* _About this task_:
Scan the lines below for the string "item" and copy every one that has it.
=== Begin Enclosure ===
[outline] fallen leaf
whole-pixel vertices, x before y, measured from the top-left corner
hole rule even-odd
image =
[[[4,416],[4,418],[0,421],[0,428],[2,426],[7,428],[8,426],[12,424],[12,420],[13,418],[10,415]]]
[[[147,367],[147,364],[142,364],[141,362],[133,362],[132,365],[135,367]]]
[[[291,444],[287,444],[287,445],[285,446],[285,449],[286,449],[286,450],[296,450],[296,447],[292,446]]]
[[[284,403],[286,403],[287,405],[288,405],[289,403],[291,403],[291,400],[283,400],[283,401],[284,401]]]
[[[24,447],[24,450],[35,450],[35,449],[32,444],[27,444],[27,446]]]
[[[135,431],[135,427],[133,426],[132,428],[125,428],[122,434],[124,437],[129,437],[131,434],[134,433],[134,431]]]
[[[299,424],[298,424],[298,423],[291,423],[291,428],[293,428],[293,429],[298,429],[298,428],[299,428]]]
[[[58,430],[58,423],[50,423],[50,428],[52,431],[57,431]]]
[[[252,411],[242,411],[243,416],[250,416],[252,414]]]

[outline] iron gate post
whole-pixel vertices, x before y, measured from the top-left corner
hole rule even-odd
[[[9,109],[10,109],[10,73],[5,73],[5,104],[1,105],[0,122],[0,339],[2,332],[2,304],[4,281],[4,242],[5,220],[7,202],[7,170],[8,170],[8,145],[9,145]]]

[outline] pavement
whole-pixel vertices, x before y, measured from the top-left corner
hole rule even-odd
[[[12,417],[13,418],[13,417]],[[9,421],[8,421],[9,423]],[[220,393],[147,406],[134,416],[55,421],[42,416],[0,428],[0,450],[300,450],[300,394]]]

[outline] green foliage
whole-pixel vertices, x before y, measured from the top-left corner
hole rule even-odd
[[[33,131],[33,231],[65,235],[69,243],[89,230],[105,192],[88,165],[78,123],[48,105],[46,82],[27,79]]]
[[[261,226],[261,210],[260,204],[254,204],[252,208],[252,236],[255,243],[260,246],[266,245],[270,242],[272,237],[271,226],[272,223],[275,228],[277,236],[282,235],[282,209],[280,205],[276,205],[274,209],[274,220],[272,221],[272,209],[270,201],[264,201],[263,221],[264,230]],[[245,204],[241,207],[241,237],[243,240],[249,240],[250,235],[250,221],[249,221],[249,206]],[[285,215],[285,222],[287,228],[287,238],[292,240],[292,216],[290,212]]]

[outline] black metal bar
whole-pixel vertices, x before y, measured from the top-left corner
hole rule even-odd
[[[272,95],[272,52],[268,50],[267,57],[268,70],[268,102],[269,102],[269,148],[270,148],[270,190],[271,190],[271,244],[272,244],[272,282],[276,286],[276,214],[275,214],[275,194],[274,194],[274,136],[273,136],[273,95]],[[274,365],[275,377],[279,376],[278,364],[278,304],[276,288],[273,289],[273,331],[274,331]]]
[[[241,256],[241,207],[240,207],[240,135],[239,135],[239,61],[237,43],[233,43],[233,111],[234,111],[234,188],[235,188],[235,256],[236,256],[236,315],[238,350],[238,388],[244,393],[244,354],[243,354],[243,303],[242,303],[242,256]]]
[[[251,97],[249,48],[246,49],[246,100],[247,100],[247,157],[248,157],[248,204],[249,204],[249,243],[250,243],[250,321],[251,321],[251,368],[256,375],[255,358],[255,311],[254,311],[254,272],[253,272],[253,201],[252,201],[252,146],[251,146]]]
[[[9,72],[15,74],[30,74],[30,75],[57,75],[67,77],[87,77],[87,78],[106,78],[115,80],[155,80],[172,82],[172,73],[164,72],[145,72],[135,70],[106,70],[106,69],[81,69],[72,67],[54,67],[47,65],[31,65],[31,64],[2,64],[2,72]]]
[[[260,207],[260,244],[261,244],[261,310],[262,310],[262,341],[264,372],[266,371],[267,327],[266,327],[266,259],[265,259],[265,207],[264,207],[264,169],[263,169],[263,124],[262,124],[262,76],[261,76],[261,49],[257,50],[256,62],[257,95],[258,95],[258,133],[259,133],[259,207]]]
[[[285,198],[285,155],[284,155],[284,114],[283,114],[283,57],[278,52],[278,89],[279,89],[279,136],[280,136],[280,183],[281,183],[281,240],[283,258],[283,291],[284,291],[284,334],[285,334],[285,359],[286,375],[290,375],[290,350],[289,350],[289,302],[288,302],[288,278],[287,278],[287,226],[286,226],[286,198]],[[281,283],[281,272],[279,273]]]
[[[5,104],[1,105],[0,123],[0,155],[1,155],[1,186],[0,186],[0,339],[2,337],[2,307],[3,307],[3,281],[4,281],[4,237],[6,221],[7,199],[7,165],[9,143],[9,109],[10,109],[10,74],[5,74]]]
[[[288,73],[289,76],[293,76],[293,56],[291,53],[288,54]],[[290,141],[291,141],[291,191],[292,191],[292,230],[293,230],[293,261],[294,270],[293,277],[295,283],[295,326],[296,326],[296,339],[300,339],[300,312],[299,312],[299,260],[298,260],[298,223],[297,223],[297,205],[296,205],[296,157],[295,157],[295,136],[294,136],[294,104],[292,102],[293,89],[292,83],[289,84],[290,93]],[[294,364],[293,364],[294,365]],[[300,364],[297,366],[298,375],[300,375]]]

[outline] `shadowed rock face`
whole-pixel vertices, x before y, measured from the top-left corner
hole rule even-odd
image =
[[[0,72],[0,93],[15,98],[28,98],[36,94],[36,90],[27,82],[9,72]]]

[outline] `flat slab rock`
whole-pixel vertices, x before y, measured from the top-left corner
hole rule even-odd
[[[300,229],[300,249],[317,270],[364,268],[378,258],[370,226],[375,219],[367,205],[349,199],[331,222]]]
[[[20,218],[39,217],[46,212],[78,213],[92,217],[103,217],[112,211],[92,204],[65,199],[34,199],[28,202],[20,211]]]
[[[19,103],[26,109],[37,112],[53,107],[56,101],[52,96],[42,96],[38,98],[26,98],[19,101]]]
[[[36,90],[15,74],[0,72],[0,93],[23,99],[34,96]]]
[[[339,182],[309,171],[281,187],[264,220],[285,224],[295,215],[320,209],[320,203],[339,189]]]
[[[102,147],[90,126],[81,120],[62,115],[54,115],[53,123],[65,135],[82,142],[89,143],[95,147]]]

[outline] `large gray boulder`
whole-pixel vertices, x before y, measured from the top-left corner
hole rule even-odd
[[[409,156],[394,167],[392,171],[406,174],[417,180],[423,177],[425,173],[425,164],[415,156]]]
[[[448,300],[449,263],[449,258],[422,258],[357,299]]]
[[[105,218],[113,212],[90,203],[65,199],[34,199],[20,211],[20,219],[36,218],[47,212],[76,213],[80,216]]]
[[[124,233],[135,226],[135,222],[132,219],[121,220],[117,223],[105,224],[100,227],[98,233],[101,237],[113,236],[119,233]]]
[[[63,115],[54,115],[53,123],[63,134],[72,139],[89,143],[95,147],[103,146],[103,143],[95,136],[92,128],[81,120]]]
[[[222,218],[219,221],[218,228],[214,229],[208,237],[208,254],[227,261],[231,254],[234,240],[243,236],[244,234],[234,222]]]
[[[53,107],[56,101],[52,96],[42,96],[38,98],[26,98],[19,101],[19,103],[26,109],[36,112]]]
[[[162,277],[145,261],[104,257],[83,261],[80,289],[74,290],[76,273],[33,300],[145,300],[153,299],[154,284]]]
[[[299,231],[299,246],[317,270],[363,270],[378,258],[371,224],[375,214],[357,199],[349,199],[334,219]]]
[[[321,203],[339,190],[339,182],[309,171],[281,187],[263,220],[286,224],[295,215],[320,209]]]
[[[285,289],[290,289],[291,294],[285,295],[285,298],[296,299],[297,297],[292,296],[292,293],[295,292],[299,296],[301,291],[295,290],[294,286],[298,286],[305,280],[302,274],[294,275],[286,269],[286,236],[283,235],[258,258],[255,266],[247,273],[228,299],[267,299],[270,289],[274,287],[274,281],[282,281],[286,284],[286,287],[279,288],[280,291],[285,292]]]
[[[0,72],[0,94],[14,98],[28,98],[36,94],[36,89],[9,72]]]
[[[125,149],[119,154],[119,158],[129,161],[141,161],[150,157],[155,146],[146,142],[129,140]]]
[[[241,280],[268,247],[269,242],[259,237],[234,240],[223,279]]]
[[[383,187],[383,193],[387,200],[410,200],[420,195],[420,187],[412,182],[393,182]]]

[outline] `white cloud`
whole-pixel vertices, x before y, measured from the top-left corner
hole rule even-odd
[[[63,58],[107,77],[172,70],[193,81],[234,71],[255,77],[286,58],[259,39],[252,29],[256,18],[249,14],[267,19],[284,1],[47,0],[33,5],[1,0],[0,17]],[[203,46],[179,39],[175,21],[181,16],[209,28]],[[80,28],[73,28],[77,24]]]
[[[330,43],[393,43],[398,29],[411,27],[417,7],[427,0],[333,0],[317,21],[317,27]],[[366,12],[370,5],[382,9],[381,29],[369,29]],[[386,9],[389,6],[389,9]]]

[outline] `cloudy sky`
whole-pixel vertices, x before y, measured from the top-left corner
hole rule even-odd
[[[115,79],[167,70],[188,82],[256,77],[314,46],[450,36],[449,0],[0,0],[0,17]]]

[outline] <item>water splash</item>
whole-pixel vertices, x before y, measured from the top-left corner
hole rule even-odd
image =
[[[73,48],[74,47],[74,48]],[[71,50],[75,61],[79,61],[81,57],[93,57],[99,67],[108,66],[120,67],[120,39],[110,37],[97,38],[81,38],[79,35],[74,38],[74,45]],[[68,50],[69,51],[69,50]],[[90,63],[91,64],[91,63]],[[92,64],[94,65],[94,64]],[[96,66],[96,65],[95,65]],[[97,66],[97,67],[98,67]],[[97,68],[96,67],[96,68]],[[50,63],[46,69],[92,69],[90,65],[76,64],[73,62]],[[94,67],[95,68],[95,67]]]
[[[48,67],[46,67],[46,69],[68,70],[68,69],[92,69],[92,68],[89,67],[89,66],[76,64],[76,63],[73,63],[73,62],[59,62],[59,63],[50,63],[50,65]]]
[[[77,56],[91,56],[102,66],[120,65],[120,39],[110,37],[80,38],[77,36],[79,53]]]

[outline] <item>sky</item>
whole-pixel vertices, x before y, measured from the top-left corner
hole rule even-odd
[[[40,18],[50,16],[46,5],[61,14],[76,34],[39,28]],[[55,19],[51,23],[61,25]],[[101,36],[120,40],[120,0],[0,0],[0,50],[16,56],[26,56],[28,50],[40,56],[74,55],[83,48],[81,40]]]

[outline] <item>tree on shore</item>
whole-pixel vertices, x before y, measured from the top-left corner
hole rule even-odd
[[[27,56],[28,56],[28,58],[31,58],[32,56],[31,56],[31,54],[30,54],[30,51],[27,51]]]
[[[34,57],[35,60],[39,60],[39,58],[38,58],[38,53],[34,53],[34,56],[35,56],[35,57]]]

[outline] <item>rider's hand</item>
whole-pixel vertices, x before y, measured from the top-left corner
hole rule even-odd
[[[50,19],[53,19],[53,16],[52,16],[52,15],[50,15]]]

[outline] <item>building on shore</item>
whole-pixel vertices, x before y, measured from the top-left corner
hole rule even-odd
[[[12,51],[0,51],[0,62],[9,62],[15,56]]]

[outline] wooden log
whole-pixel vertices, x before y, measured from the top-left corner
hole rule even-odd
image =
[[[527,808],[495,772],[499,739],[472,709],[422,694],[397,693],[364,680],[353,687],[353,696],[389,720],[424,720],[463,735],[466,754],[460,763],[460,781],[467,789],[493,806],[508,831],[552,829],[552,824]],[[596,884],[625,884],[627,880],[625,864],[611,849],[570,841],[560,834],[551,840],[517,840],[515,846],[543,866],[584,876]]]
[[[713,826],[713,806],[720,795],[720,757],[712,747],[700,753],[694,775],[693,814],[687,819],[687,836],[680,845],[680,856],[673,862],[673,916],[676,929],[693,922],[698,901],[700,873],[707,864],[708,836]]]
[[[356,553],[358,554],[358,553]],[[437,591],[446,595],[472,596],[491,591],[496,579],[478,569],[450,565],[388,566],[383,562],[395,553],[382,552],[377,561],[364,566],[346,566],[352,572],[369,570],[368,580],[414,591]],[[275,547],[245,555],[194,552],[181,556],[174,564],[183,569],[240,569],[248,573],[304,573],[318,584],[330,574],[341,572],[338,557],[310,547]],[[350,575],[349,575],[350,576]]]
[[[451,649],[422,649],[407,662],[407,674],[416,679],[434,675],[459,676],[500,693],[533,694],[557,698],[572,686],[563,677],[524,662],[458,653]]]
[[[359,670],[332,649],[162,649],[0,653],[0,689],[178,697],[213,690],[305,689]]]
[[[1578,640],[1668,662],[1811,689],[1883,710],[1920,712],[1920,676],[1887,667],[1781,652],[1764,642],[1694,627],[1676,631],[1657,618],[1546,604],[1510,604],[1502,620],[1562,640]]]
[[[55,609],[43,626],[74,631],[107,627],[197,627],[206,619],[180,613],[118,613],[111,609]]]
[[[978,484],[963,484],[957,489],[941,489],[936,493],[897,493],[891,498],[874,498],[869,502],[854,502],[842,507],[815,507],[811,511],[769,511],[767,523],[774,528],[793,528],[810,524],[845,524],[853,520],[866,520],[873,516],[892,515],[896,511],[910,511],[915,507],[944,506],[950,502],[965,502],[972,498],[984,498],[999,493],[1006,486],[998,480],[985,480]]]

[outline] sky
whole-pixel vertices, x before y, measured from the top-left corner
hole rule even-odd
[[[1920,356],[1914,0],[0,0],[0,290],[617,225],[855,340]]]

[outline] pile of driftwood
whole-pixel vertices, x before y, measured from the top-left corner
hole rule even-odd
=== End Enclosure ===
* _Task output_:
[outline] <item>water splash</item>
[outline] <item>sky</item>
[outline] <item>tree on shore</item>
[outline] <item>rider's hand</item>
[outline] <item>building on shore</item>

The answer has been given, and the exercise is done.